## REQUEST
Restate word for word the lines from the one containing "Where can the ground" through the end of the listing below, with both ends included.

## MATERIAL SUPPLIED
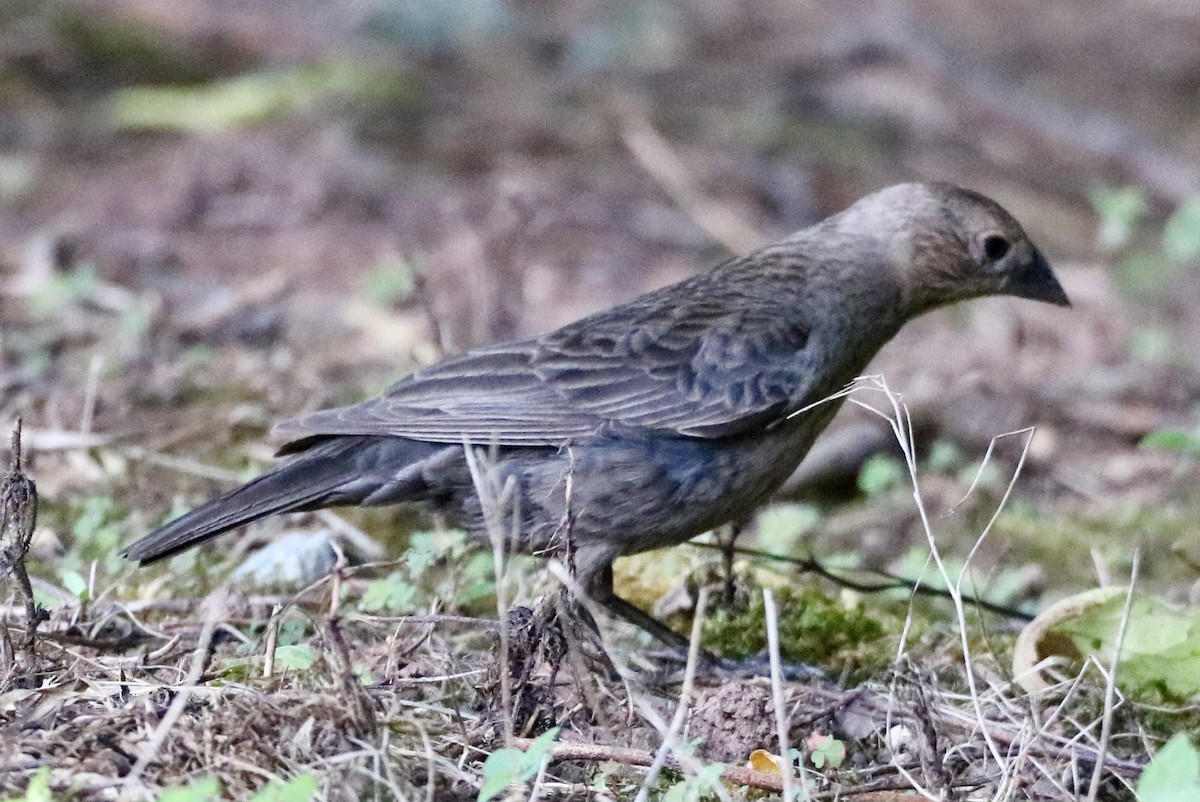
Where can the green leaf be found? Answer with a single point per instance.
(73, 582)
(299, 657)
(1174, 774)
(393, 593)
(1121, 210)
(784, 522)
(508, 766)
(39, 789)
(880, 473)
(1161, 647)
(1180, 441)
(198, 790)
(1181, 234)
(298, 789)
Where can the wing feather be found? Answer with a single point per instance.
(711, 367)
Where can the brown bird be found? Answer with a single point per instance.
(653, 422)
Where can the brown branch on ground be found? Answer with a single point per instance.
(18, 516)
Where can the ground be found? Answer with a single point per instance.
(216, 217)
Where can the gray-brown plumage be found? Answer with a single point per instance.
(655, 420)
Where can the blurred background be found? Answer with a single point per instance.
(217, 214)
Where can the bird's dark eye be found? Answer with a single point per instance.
(995, 246)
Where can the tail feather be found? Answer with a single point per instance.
(335, 471)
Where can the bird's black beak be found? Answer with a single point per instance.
(1035, 280)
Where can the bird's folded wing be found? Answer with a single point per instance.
(705, 370)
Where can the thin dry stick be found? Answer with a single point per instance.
(670, 738)
(490, 503)
(18, 518)
(628, 756)
(199, 659)
(777, 695)
(901, 428)
(1111, 684)
(658, 159)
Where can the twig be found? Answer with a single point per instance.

## WRITTEN SOLUTION
Where can the ground be found? Answer with a single point per instance.
(216, 217)
Where can the gray-brown plumage be found? Answer with a single point per instance.
(655, 420)
Where can the blurred background be found? Answer with a single point per instance.
(217, 214)
Where can the bird's dark eye be found? Answer with a single point per instance.
(995, 246)
Where can the tail feather be found? Answer with a single point per instance.
(335, 471)
Where can the bird's black beak be found? Answer with a single point per instance.
(1035, 280)
Where can the bird's folded wing be found? Answer with a single point per instance.
(705, 370)
Where can the thin dry stick be found? Answer with a single point per instance.
(670, 738)
(490, 503)
(18, 518)
(628, 756)
(199, 659)
(777, 695)
(901, 428)
(1111, 684)
(658, 159)
Where can the twig be found? Answer with a single point per instance.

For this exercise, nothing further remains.